►

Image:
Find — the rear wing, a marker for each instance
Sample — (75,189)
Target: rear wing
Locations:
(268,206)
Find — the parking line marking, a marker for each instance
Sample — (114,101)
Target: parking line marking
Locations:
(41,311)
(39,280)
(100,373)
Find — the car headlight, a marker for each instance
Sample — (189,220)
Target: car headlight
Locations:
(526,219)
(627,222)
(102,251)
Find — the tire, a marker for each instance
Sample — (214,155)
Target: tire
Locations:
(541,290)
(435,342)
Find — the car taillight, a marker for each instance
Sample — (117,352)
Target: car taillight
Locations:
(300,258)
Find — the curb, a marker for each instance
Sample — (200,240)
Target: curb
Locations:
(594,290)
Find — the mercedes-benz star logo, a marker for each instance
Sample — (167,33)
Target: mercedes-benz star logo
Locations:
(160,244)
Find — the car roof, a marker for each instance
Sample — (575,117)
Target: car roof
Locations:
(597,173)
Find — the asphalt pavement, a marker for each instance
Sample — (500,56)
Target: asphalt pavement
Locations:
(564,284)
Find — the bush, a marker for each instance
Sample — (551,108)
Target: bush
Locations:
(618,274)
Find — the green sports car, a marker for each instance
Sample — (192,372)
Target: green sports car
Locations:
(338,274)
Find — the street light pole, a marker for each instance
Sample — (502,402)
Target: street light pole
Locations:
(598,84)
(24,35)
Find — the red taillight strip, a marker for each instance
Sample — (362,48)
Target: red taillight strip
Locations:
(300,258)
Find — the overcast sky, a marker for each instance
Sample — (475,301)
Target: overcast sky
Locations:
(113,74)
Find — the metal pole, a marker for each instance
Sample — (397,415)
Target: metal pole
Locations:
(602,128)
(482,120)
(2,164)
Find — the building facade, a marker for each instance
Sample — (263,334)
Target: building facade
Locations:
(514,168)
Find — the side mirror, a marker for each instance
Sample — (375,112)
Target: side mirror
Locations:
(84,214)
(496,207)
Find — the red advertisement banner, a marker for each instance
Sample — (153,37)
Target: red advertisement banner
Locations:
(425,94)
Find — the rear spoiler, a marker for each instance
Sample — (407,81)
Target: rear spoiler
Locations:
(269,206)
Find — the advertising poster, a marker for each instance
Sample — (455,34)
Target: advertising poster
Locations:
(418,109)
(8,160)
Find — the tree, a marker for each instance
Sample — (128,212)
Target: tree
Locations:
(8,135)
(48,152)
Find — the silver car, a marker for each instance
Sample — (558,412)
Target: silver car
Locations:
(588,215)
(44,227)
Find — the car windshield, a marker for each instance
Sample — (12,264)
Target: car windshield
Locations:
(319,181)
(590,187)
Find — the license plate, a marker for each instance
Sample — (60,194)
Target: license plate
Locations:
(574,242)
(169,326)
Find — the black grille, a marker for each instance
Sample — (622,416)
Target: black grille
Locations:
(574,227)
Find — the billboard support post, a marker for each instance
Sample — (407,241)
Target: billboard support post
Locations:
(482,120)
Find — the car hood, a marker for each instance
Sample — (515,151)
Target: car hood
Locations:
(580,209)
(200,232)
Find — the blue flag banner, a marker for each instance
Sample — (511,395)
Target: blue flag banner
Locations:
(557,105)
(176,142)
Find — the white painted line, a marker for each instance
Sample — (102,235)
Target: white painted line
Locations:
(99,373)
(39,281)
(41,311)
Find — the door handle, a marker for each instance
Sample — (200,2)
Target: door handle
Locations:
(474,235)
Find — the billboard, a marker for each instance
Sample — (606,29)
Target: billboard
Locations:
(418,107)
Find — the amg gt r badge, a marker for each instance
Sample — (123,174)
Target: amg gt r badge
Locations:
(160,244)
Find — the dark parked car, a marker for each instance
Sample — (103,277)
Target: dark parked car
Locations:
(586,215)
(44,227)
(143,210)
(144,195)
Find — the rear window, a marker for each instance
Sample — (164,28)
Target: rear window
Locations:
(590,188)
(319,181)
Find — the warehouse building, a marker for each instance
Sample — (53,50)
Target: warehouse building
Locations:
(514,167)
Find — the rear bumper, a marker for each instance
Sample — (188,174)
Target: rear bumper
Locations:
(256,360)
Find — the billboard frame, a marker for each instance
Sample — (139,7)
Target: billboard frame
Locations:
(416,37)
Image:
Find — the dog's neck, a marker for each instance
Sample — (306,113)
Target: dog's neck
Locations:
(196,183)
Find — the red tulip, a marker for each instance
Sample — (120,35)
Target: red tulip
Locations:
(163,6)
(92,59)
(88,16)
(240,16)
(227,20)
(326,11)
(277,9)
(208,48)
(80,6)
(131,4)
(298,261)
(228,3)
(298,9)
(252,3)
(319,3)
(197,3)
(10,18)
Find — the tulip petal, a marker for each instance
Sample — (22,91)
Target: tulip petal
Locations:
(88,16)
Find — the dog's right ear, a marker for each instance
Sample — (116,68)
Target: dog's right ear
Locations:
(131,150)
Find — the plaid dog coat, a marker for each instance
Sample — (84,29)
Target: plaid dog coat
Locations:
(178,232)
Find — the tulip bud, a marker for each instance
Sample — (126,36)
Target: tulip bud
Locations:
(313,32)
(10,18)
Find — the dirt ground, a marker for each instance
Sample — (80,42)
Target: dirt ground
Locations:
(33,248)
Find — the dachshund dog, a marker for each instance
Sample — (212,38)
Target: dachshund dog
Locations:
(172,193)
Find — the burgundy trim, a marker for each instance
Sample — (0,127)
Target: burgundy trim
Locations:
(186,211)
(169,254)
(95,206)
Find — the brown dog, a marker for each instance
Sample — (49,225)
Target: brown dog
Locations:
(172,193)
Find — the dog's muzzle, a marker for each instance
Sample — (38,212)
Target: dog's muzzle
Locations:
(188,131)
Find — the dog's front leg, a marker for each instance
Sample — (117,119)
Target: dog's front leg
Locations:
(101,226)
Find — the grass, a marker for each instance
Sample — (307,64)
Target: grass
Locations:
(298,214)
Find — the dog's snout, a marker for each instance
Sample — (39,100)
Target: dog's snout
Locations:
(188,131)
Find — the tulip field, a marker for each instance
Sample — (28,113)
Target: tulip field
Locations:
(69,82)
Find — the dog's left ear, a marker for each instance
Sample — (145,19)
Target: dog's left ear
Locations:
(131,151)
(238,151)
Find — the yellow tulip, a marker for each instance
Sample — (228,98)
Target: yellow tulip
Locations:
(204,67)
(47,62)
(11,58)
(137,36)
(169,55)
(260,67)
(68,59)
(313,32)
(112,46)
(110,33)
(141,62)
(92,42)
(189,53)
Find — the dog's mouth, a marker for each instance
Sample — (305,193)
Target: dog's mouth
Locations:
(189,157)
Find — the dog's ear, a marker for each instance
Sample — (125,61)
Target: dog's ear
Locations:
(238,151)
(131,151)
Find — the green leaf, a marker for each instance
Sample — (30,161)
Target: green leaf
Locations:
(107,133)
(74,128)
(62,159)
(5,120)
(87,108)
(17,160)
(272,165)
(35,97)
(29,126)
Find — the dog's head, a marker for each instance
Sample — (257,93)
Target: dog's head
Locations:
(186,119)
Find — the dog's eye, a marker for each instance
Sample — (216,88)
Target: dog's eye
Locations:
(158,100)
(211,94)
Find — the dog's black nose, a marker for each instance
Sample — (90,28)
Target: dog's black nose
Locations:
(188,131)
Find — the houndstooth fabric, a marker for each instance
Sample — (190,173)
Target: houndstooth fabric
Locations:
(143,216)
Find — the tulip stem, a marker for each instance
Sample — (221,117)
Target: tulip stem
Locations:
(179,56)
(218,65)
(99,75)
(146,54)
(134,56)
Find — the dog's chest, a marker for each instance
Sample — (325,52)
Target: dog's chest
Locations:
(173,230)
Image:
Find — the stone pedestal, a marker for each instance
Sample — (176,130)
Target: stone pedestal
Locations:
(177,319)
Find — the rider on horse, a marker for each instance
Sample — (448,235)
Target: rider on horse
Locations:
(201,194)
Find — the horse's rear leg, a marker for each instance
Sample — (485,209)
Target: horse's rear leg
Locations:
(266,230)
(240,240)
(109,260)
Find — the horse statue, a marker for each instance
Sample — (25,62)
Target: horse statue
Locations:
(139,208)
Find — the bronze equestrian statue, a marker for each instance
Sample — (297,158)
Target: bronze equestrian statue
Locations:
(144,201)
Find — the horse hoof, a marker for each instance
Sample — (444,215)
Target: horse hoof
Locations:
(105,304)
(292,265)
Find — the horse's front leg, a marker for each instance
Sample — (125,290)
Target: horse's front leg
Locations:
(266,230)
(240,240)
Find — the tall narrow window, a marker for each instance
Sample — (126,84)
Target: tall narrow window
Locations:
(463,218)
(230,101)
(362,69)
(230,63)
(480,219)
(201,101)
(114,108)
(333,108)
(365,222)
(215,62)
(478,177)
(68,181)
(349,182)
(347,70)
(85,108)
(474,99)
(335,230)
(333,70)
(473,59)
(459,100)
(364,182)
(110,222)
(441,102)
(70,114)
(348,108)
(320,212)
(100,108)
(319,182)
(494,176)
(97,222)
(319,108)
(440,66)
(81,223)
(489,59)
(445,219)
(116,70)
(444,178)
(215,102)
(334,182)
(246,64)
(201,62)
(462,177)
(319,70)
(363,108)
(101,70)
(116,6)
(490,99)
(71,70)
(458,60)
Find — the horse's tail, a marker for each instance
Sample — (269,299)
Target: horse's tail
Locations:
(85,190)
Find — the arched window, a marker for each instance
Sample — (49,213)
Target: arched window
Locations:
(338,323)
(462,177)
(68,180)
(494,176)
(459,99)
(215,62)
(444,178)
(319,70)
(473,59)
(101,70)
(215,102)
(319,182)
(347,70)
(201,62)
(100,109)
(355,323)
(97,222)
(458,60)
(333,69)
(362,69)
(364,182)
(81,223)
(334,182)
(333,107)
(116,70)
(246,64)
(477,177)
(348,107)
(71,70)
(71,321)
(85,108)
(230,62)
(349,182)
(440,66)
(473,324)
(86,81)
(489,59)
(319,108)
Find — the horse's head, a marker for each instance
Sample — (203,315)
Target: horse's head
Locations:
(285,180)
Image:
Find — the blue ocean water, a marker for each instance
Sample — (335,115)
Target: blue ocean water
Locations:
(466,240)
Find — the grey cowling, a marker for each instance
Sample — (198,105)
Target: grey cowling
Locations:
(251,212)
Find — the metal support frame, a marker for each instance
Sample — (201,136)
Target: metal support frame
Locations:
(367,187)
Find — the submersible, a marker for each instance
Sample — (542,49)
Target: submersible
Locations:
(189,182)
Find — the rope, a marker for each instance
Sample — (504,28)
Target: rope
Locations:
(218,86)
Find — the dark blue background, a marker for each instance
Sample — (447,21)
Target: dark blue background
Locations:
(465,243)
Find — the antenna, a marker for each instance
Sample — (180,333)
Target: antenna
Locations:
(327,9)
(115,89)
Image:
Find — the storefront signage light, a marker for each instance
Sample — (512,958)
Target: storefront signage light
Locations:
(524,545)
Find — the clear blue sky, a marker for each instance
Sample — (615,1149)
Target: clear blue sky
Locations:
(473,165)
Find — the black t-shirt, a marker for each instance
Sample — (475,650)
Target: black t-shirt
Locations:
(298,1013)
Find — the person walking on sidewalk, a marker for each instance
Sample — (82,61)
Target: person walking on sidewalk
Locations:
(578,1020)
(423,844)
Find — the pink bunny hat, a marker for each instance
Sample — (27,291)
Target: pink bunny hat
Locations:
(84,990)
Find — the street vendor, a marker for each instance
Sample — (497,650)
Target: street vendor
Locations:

◄

* _SHORT EXERCISE_: Reproduce the lines from the one containing "Find — the antenna, a" to the end of the entries, keeping both ends and adding nothing.

* _WRITTEN ANSWER_:
Find — the antenna, a marker for each instance
Sample — (180,333)
Target: antenna
Locations:
(327,9)
(115,89)
Image:
Find — the storefront signage light, a marker for each instance
Sample — (512,958)
Target: storefront signage light
Locations:
(524,545)
Find — the clear blue sky, a marker for each instance
Sample — (615,1149)
Target: clear blue sky
Locations:
(473,165)
Find — the black t-shirt, a marker for each instance
Sample — (475,650)
Target: black t-shirt
Locations:
(298,1013)
Find — the person walking on sidewalk, a marker for each instance
Sample — (82,61)
Target: person walking on sidewalk
Locations:
(578,1020)
(423,844)
Find — the pink bunny hat, a marker for each instance
Sample — (27,291)
Target: pink bunny hat
Locations:
(84,990)
Find — the street vendor, a marker for each instance
Sample — (497,650)
Target: street vendor
Locations:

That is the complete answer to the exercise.